Segment Start: Entries provided
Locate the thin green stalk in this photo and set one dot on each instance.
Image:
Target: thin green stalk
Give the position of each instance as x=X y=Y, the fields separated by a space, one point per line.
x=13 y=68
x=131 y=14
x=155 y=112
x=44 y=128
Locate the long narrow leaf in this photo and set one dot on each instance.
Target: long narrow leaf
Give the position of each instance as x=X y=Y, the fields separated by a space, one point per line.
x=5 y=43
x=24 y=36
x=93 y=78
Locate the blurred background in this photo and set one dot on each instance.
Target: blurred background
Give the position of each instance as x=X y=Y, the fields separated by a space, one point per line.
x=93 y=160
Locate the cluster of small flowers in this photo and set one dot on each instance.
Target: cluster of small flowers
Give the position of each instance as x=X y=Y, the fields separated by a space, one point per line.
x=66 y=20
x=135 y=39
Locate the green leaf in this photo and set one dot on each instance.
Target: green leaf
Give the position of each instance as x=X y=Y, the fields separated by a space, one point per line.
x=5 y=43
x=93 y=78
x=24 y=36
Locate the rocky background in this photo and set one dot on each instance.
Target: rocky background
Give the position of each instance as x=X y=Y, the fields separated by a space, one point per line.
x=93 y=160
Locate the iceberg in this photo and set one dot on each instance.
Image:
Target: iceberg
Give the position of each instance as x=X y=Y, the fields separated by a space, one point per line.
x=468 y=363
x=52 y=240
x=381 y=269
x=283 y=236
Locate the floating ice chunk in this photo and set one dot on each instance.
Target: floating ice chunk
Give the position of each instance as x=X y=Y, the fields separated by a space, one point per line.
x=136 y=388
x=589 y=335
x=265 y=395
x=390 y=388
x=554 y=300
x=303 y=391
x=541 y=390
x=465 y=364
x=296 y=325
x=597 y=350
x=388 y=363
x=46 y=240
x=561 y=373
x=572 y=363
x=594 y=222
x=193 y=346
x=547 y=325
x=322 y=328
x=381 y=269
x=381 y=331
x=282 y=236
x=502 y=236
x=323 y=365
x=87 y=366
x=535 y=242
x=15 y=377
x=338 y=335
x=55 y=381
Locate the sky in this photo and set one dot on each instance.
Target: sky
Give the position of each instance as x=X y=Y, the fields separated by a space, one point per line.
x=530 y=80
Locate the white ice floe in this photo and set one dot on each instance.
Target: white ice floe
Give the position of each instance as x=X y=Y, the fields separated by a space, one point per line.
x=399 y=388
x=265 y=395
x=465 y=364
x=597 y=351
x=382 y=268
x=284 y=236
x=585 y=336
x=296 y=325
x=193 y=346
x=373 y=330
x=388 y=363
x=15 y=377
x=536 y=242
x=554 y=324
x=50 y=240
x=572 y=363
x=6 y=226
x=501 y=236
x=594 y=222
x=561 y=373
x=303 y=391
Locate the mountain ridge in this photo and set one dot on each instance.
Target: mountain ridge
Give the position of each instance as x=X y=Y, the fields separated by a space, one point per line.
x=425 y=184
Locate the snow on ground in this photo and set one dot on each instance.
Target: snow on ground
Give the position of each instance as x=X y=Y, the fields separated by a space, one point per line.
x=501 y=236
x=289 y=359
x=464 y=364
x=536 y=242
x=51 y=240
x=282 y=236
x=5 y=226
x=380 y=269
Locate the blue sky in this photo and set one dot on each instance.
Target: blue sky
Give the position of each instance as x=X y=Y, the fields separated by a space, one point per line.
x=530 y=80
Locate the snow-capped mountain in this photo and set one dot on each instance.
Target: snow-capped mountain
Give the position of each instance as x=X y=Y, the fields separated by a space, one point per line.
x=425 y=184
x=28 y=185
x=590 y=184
Segment End: Entries provided
● **Problem**: Give the records above again in full, keeping every character unchanged.

● **Solution to this task**:
Locate the thin green stalk in this photo and set one dot on each instance.
Image:
Target: thin green stalk
Give the position of each instance as x=X y=Y, the fields separated by a space, one point per line.
x=13 y=68
x=131 y=14
x=155 y=112
x=44 y=128
Locate the long narrow leaf in this photo and set one dot on each instance.
Target: long narrow leaf
Give the position of each instance as x=X y=Y, the fields separated by a space, one point per line.
x=5 y=43
x=24 y=36
x=93 y=78
Locate the blurred background in this photo and set one dot on each instance.
Target: blurred background
Give the position of each instance as x=X y=Y, the fields separated by a space, one point per line.
x=93 y=160
Locate the cluster of small flowers in this photo and set one dot on each instance.
Target: cluster of small flowers
Give the position of each instance as x=X y=Y, the fields separated by a space, one point per line.
x=66 y=20
x=135 y=39
Locate the green leaf in this photo and set one dot on each instance.
Target: green leaf
Give the position of each instance as x=X y=Y, the fields separated by a space, one point per line.
x=5 y=43
x=93 y=78
x=24 y=36
Locate the rocky background in this photo and set one dot on each instance.
Target: rocky background
Give the position of each instance as x=X y=Y, the fields separated by a space, one point per line.
x=93 y=160
Locate the iceberg in this photo and set one dot on each instance.
Image:
Target: iceberg
Give the position of each instance as x=X y=Y, the fields separated by a space, one point per line.
x=468 y=363
x=52 y=240
x=381 y=269
x=283 y=236
Locate the floating ice chunk in this photo and set one dot on each instance.
Target: floating ice chunk
Give the position of each instance as x=X y=Y, the fields separated by a space, one point per line.
x=136 y=388
x=589 y=335
x=265 y=395
x=390 y=388
x=554 y=300
x=303 y=391
x=541 y=390
x=465 y=364
x=296 y=325
x=597 y=350
x=388 y=363
x=46 y=240
x=561 y=373
x=572 y=363
x=594 y=222
x=193 y=346
x=547 y=325
x=322 y=328
x=381 y=269
x=381 y=331
x=282 y=236
x=502 y=236
x=323 y=365
x=87 y=366
x=535 y=242
x=15 y=377
x=338 y=335
x=55 y=381
Locate the sky in this photo and set one dot on each instance.
Target: sky
Give the position of each instance as x=X y=Y, the fields separated by a space, one point per line.
x=530 y=80
Locate the white ice floe in this photo and set one dot on each instance.
Target: white ice floe
Give the position of each instance as x=X y=Y, the fields separated by a space, one point per line.
x=399 y=388
x=265 y=395
x=465 y=364
x=597 y=351
x=382 y=268
x=284 y=236
x=585 y=336
x=296 y=325
x=193 y=346
x=373 y=330
x=388 y=363
x=15 y=377
x=536 y=242
x=554 y=324
x=50 y=240
x=572 y=363
x=6 y=226
x=501 y=236
x=594 y=222
x=561 y=373
x=303 y=391
Locate the mountain ridge in this photo and set one dot on each instance.
Target: mountain ridge
Give the position of each instance as x=X y=Y, the fields separated by a space, one point per line.
x=425 y=184
Locate the snow on ground in this photo and set one dot on each instance.
Target: snow on ground
Give the position of each instance as x=X y=Y, the fields separated by a space, one point per line.
x=501 y=236
x=289 y=359
x=464 y=364
x=536 y=242
x=51 y=240
x=282 y=236
x=5 y=226
x=380 y=269
Locate the blue sky in this photo and set one dot on each instance.
Target: blue sky
Give the position of each instance as x=X y=Y, the fields separated by a space, one point per line.
x=530 y=80
Locate the snow-capped mountain in this photo and set one dot on each instance.
Target: snow-capped mountain
Give the position of each instance as x=X y=Y, the fields separated by a space, one point per line.
x=425 y=184
x=28 y=185
x=590 y=184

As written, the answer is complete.